— Records to process —
*-*-*
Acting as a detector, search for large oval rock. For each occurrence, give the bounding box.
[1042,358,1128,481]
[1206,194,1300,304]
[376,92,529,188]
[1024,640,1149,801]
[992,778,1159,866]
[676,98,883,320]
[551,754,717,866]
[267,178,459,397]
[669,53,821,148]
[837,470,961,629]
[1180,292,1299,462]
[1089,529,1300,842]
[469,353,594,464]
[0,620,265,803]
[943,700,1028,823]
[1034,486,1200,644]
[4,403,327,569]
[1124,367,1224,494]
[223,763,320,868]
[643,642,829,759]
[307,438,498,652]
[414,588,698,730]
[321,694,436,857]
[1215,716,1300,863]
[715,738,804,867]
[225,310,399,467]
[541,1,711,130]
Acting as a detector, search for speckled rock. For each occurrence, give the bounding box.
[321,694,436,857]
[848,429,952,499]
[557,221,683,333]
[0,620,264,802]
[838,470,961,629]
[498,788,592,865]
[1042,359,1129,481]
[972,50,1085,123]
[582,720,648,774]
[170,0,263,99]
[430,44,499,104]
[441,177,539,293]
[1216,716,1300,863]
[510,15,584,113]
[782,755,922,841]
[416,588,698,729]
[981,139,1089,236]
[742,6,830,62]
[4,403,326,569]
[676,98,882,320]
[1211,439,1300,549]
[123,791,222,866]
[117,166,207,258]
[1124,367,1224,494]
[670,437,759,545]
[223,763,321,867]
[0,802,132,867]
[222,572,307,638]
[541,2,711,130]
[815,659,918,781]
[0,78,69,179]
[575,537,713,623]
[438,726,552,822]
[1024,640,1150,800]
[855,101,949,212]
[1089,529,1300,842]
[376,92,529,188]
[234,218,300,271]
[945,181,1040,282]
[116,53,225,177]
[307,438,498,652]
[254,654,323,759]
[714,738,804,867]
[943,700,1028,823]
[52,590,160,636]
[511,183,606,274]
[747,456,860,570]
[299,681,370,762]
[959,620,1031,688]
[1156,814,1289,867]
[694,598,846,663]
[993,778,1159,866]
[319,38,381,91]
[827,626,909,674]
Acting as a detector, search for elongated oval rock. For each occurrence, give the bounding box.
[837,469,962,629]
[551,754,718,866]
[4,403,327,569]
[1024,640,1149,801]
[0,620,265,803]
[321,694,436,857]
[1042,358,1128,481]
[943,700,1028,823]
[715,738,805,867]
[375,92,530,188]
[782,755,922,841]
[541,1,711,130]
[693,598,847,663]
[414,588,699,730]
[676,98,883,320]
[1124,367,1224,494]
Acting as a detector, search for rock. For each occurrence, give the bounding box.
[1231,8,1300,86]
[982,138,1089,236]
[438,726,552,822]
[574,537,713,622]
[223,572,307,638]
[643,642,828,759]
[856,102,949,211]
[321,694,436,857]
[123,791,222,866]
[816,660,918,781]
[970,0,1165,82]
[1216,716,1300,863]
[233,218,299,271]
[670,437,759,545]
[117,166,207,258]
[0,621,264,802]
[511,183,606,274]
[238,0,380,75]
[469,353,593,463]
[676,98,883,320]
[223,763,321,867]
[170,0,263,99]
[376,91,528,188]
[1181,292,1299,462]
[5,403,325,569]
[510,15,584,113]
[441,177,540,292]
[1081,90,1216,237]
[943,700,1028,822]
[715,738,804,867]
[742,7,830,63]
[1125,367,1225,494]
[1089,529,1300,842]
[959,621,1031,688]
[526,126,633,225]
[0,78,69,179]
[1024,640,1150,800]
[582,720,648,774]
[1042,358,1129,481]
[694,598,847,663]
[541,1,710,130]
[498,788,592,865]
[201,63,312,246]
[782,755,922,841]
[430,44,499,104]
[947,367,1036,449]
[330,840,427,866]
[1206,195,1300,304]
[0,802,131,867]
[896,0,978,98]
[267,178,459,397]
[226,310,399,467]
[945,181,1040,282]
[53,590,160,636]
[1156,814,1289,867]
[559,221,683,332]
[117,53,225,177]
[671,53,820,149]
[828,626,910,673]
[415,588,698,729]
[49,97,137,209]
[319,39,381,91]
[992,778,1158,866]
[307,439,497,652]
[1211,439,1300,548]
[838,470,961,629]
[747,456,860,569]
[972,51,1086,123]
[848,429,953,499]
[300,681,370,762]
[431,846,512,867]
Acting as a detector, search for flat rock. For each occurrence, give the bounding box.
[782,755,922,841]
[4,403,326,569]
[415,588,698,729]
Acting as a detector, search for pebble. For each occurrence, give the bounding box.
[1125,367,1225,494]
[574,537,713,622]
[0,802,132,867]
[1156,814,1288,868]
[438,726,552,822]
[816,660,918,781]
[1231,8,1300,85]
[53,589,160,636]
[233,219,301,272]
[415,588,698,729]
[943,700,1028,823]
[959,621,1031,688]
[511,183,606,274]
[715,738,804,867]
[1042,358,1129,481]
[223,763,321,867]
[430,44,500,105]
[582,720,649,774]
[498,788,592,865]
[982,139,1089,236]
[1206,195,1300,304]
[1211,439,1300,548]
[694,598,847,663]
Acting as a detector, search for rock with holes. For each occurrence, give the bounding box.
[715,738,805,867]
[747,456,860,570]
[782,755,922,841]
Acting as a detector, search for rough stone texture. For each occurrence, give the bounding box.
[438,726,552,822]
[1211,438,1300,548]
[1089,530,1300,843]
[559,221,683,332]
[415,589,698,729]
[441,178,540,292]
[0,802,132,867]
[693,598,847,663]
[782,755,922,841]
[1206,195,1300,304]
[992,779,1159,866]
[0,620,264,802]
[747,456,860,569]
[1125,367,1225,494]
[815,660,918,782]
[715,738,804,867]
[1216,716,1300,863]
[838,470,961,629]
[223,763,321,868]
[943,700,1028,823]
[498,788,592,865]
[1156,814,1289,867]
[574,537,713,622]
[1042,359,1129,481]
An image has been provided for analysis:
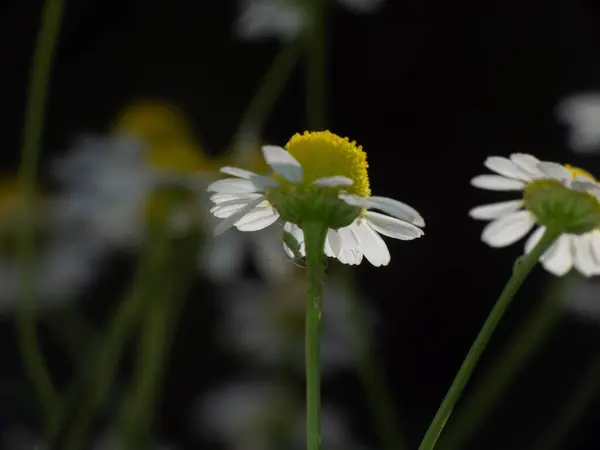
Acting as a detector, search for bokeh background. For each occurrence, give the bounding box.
[2,0,600,449]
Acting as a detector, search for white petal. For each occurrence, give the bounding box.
[481,211,535,247]
[589,231,600,263]
[510,153,542,176]
[220,166,279,188]
[313,176,354,187]
[211,200,252,219]
[469,200,523,220]
[353,219,391,267]
[210,192,262,205]
[207,178,263,194]
[283,222,305,258]
[471,175,524,191]
[234,207,280,232]
[214,196,266,236]
[261,145,304,183]
[336,226,362,265]
[484,156,532,181]
[340,194,425,227]
[540,235,573,276]
[363,211,424,240]
[572,235,600,277]
[537,162,571,181]
[524,226,545,254]
[326,229,342,257]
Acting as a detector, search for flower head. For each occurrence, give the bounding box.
[207,130,424,267]
[470,154,600,276]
*-*-*
— Exercise directions —
Quote each line of the listing exactly, but leave the pictures out.

— Written solution —
Acting as a detector, search for large oval rock. For each occurrence, give the bounding box.
[1042,358,1128,481]
[1206,194,1300,304]
[376,92,529,188]
[1024,640,1149,801]
[992,778,1159,866]
[676,98,883,320]
[551,754,717,866]
[267,178,459,397]
[669,53,821,148]
[837,470,961,629]
[1180,292,1299,462]
[1089,529,1300,842]
[469,353,594,464]
[0,620,265,803]
[943,700,1028,823]
[1034,486,1200,644]
[4,403,327,569]
[1124,367,1224,494]
[223,763,320,868]
[643,642,829,759]
[307,438,498,652]
[414,588,698,730]
[321,694,436,857]
[1215,716,1300,863]
[715,738,804,867]
[225,310,399,467]
[541,1,711,130]
Acting as a detector, search for speckled rock. For each occurrence, give the bounding box.
[321,694,436,857]
[848,429,952,499]
[557,221,683,333]
[0,620,264,802]
[838,470,961,629]
[498,788,592,865]
[1042,359,1129,481]
[972,50,1085,123]
[582,720,648,774]
[170,0,263,99]
[430,44,499,104]
[441,177,539,293]
[1216,716,1300,863]
[510,15,584,113]
[782,755,922,841]
[416,588,698,729]
[981,139,1089,236]
[742,6,830,62]
[4,403,326,569]
[676,98,882,320]
[1211,439,1300,549]
[123,791,222,866]
[117,166,207,258]
[1124,367,1224,494]
[670,437,759,545]
[223,763,321,867]
[0,802,132,867]
[222,572,307,638]
[541,2,711,130]
[815,659,918,781]
[0,78,69,179]
[575,537,713,623]
[438,726,552,822]
[1024,640,1150,800]
[855,101,949,212]
[1089,529,1300,842]
[376,92,529,188]
[234,218,300,271]
[945,181,1040,282]
[116,53,225,177]
[307,438,498,652]
[254,654,323,759]
[714,738,804,867]
[943,700,1028,823]
[52,590,160,636]
[511,183,606,274]
[747,456,860,570]
[299,681,370,762]
[959,620,1031,688]
[1156,814,1289,867]
[694,598,846,663]
[993,778,1159,866]
[319,38,381,91]
[827,626,909,674]
Acting as a detector, search for elongated oval rock. For each occurrence, give the bounding box.
[837,469,962,629]
[551,754,718,866]
[4,403,327,569]
[1024,640,1149,801]
[0,620,265,803]
[321,694,436,857]
[1042,358,1128,481]
[943,700,1028,823]
[715,738,805,867]
[375,92,530,188]
[782,755,922,841]
[541,1,711,130]
[693,598,847,663]
[414,588,699,730]
[676,98,883,320]
[1124,367,1224,494]
Acting as a detector, search for rock. For each occurrence, give the bounding box.
[1231,8,1300,86]
[982,138,1089,236]
[438,726,552,822]
[574,537,713,622]
[223,572,307,638]
[643,642,828,759]
[856,102,949,211]
[321,694,436,857]
[123,791,222,866]
[816,660,918,781]
[970,0,1165,82]
[1216,716,1300,863]
[233,218,299,271]
[670,437,759,545]
[117,166,207,258]
[0,621,264,802]
[511,183,606,274]
[238,0,380,75]
[469,353,593,463]
[676,98,883,320]
[223,763,321,867]
[170,0,263,99]
[376,91,528,188]
[1181,292,1299,462]
[5,403,325,569]
[510,15,584,113]
[441,177,540,292]
[1081,90,1216,237]
[943,700,1028,822]
[715,738,804,867]
[742,7,830,63]
[1125,367,1225,494]
[1089,529,1300,842]
[959,621,1031,688]
[526,126,633,225]
[0,78,69,179]
[1024,640,1150,800]
[582,720,648,774]
[1042,358,1129,481]
[694,598,847,663]
[541,1,710,130]
[498,788,592,865]
[201,63,312,246]
[782,755,922,841]
[430,44,499,104]
[947,367,1036,449]
[330,840,427,866]
[1206,195,1300,304]
[0,802,131,867]
[896,0,978,98]
[267,178,459,397]
[226,310,399,467]
[945,181,1040,282]
[53,590,160,636]
[1156,814,1289,867]
[559,221,683,332]
[117,53,225,177]
[671,53,820,149]
[828,626,910,673]
[415,588,698,729]
[49,97,137,209]
[319,39,381,91]
[992,778,1158,866]
[307,439,497,652]
[1211,439,1300,548]
[838,470,961,629]
[747,456,860,569]
[972,51,1086,123]
[848,429,953,499]
[300,681,370,762]
[431,846,512,867]
Acting as a detector, search for flat rock. For each occurrence, give the bounding box.
[782,755,922,841]
[4,403,326,569]
[415,588,698,729]
Acting as a detector, search for pebble. For each occurrence, give the bounding box.
[1125,367,1225,494]
[574,537,713,622]
[0,802,132,867]
[1156,814,1288,868]
[438,726,552,822]
[816,660,918,781]
[1231,8,1300,85]
[53,589,160,636]
[233,219,301,272]
[415,588,698,729]
[943,700,1028,823]
[959,621,1031,688]
[511,183,606,274]
[715,738,804,867]
[1042,358,1129,481]
[223,763,321,867]
[430,44,500,105]
[582,720,649,774]
[498,788,592,865]
[982,139,1089,236]
[1206,195,1300,304]
[1211,439,1300,548]
[694,598,847,663]
Acting as a detector, search for rock with holes. For each occurrence, give the bounding box.
[715,738,805,867]
[747,456,860,570]
[782,755,922,841]
Acting as a detector, search for rough stone texture. For each occurrence, give the bounding box.
[438,726,552,822]
[1211,438,1300,548]
[1089,530,1300,843]
[559,221,683,332]
[415,589,698,729]
[441,178,540,292]
[0,802,132,867]
[693,598,847,663]
[782,755,922,841]
[1206,195,1300,304]
[992,779,1159,866]
[0,620,264,802]
[747,456,860,569]
[1125,367,1225,494]
[815,660,918,782]
[715,738,804,867]
[1216,716,1300,863]
[838,470,961,629]
[223,763,321,868]
[943,700,1028,823]
[498,788,592,865]
[1156,814,1289,867]
[574,537,713,622]
[1042,359,1129,481]
An image has been provided for analysis:
Acting as a detector, search for bokeh background. For each occurrence, give the bounding box.
[2,0,600,449]
Acting as a detector, search for white petal. For each occurrence, give the bounding box.
[481,211,535,247]
[589,231,600,263]
[510,153,542,176]
[220,166,279,188]
[313,176,354,187]
[211,200,252,219]
[469,200,523,220]
[353,219,391,267]
[210,192,262,205]
[207,178,263,194]
[283,222,305,258]
[471,175,524,191]
[234,207,280,232]
[214,196,266,236]
[261,145,304,183]
[336,226,362,265]
[484,156,532,181]
[340,194,425,227]
[540,235,573,276]
[363,211,424,240]
[572,235,600,277]
[537,162,571,181]
[524,226,545,254]
[326,229,342,257]
Acting as a detector, search for flower head. For each occurrence, give the bounding box.
[207,130,424,267]
[470,154,600,276]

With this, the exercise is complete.